» Your objective
Given the listing below, the answer must be only the number of lines containing the string "stone".

» Provided material
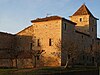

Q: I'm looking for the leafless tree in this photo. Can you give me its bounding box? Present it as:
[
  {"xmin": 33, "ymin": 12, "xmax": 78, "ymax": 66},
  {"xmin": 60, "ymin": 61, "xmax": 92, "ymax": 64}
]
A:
[
  {"xmin": 83, "ymin": 43, "xmax": 100, "ymax": 67},
  {"xmin": 30, "ymin": 49, "xmax": 45, "ymax": 68},
  {"xmin": 30, "ymin": 41, "xmax": 45, "ymax": 68},
  {"xmin": 7, "ymin": 49, "xmax": 19, "ymax": 68},
  {"xmin": 55, "ymin": 38, "xmax": 79, "ymax": 68}
]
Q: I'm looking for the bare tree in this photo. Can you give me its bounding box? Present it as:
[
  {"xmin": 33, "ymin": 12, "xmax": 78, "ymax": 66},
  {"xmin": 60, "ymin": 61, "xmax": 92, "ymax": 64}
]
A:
[
  {"xmin": 30, "ymin": 49, "xmax": 45, "ymax": 68},
  {"xmin": 83, "ymin": 43, "xmax": 100, "ymax": 67},
  {"xmin": 55, "ymin": 38, "xmax": 79, "ymax": 68},
  {"xmin": 30, "ymin": 40, "xmax": 45, "ymax": 68},
  {"xmin": 7, "ymin": 49, "xmax": 19, "ymax": 68}
]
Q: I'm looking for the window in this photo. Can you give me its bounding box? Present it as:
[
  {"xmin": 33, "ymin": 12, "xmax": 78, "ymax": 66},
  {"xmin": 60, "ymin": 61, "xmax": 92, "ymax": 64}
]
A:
[
  {"xmin": 80, "ymin": 18, "xmax": 82, "ymax": 22},
  {"xmin": 82, "ymin": 35, "xmax": 83, "ymax": 38},
  {"xmin": 92, "ymin": 57, "xmax": 94, "ymax": 63},
  {"xmin": 49, "ymin": 38, "xmax": 53, "ymax": 46},
  {"xmin": 92, "ymin": 39, "xmax": 94, "ymax": 44},
  {"xmin": 87, "ymin": 56, "xmax": 88, "ymax": 60},
  {"xmin": 64, "ymin": 23, "xmax": 66, "ymax": 30},
  {"xmin": 30, "ymin": 43, "xmax": 32, "ymax": 50},
  {"xmin": 92, "ymin": 28, "xmax": 93, "ymax": 32},
  {"xmin": 90, "ymin": 45, "xmax": 92, "ymax": 51},
  {"xmin": 68, "ymin": 55, "xmax": 70, "ymax": 59},
  {"xmin": 37, "ymin": 39, "xmax": 40, "ymax": 46},
  {"xmin": 83, "ymin": 55, "xmax": 85, "ymax": 60}
]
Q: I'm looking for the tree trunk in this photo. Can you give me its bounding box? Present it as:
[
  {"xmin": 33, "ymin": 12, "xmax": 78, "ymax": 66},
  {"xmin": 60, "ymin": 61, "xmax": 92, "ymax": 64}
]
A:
[
  {"xmin": 64, "ymin": 60, "xmax": 68, "ymax": 68},
  {"xmin": 64, "ymin": 58, "xmax": 69, "ymax": 68},
  {"xmin": 34, "ymin": 56, "xmax": 37, "ymax": 68},
  {"xmin": 15, "ymin": 58, "xmax": 18, "ymax": 69},
  {"xmin": 11, "ymin": 59, "xmax": 13, "ymax": 68}
]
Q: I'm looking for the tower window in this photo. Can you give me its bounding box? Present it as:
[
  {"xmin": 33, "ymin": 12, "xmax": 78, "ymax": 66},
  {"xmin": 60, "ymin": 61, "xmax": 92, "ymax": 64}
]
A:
[
  {"xmin": 37, "ymin": 39, "xmax": 40, "ymax": 46},
  {"xmin": 80, "ymin": 18, "xmax": 82, "ymax": 22},
  {"xmin": 49, "ymin": 38, "xmax": 53, "ymax": 46},
  {"xmin": 64, "ymin": 23, "xmax": 66, "ymax": 30}
]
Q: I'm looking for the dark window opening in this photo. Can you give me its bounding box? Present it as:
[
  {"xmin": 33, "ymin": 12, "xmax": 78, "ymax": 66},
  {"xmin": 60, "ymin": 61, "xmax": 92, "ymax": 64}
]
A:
[
  {"xmin": 37, "ymin": 39, "xmax": 40, "ymax": 46},
  {"xmin": 30, "ymin": 43, "xmax": 32, "ymax": 50},
  {"xmin": 64, "ymin": 23, "xmax": 66, "ymax": 30},
  {"xmin": 92, "ymin": 57, "xmax": 94, "ymax": 63},
  {"xmin": 83, "ymin": 55, "xmax": 85, "ymax": 60},
  {"xmin": 82, "ymin": 35, "xmax": 83, "ymax": 39},
  {"xmin": 87, "ymin": 56, "xmax": 88, "ymax": 60},
  {"xmin": 68, "ymin": 55, "xmax": 70, "ymax": 59},
  {"xmin": 90, "ymin": 45, "xmax": 92, "ymax": 51},
  {"xmin": 92, "ymin": 28, "xmax": 93, "ymax": 32},
  {"xmin": 72, "ymin": 58, "xmax": 74, "ymax": 62},
  {"xmin": 92, "ymin": 39, "xmax": 94, "ymax": 44},
  {"xmin": 49, "ymin": 39, "xmax": 52, "ymax": 46},
  {"xmin": 80, "ymin": 18, "xmax": 82, "ymax": 22}
]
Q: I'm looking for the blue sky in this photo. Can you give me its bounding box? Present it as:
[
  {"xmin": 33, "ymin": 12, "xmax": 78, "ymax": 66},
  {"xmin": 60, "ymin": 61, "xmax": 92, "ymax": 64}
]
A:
[{"xmin": 0, "ymin": 0, "xmax": 100, "ymax": 37}]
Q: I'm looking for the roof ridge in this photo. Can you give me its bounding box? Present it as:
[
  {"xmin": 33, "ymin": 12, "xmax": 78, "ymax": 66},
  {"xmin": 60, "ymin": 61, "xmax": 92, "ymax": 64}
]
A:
[{"xmin": 72, "ymin": 4, "xmax": 93, "ymax": 16}]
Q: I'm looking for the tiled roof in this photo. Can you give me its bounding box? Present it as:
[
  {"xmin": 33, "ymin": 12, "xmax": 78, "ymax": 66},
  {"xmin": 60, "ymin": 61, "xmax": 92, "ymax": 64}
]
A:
[
  {"xmin": 72, "ymin": 4, "xmax": 98, "ymax": 20},
  {"xmin": 31, "ymin": 16, "xmax": 76, "ymax": 25},
  {"xmin": 31, "ymin": 16, "xmax": 62, "ymax": 23}
]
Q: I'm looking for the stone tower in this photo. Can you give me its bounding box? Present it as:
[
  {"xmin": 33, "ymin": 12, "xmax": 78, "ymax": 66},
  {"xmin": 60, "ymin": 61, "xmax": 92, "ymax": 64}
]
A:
[{"xmin": 70, "ymin": 4, "xmax": 98, "ymax": 40}]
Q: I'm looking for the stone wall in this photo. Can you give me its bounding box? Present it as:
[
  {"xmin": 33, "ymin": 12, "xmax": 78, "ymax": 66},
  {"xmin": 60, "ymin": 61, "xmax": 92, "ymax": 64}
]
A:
[
  {"xmin": 16, "ymin": 19, "xmax": 62, "ymax": 68},
  {"xmin": 0, "ymin": 32, "xmax": 15, "ymax": 67}
]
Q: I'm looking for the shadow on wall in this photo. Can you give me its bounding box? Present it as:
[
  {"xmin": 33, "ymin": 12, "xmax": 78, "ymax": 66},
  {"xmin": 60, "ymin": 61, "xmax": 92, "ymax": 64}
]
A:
[{"xmin": 14, "ymin": 35, "xmax": 45, "ymax": 68}]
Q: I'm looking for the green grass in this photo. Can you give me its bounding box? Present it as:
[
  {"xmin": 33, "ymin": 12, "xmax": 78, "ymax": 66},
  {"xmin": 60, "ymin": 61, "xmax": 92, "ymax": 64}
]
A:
[{"xmin": 0, "ymin": 66, "xmax": 98, "ymax": 75}]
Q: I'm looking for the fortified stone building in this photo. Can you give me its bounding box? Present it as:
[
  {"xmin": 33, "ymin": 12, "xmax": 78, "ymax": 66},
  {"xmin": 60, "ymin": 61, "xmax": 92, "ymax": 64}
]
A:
[{"xmin": 0, "ymin": 4, "xmax": 100, "ymax": 68}]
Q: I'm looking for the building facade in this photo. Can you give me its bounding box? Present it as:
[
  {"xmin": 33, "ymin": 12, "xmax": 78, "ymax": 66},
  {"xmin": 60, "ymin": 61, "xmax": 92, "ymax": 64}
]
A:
[{"xmin": 0, "ymin": 4, "xmax": 100, "ymax": 68}]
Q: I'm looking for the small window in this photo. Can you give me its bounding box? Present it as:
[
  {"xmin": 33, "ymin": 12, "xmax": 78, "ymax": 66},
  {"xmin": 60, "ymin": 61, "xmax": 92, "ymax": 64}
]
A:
[
  {"xmin": 49, "ymin": 38, "xmax": 53, "ymax": 46},
  {"xmin": 80, "ymin": 18, "xmax": 82, "ymax": 22},
  {"xmin": 90, "ymin": 45, "xmax": 92, "ymax": 51},
  {"xmin": 37, "ymin": 39, "xmax": 40, "ymax": 46},
  {"xmin": 30, "ymin": 43, "xmax": 32, "ymax": 50},
  {"xmin": 92, "ymin": 57, "xmax": 94, "ymax": 63},
  {"xmin": 64, "ymin": 23, "xmax": 66, "ymax": 30},
  {"xmin": 68, "ymin": 55, "xmax": 70, "ymax": 59},
  {"xmin": 82, "ymin": 35, "xmax": 83, "ymax": 39},
  {"xmin": 83, "ymin": 55, "xmax": 85, "ymax": 60},
  {"xmin": 87, "ymin": 56, "xmax": 88, "ymax": 60},
  {"xmin": 92, "ymin": 28, "xmax": 93, "ymax": 32},
  {"xmin": 92, "ymin": 39, "xmax": 94, "ymax": 44}
]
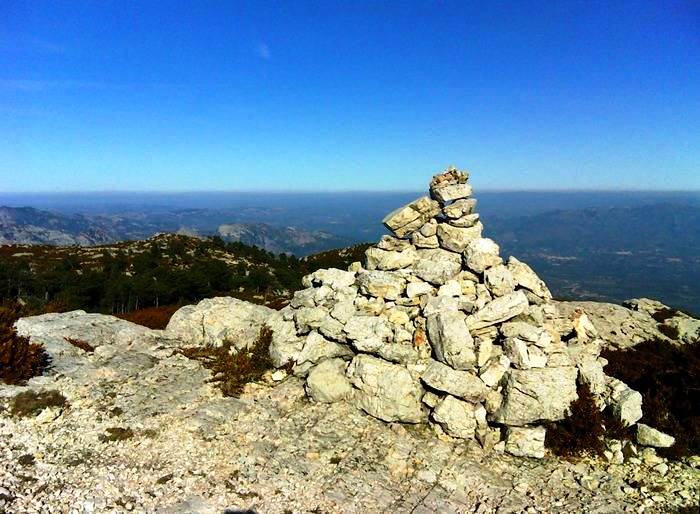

» Task output
3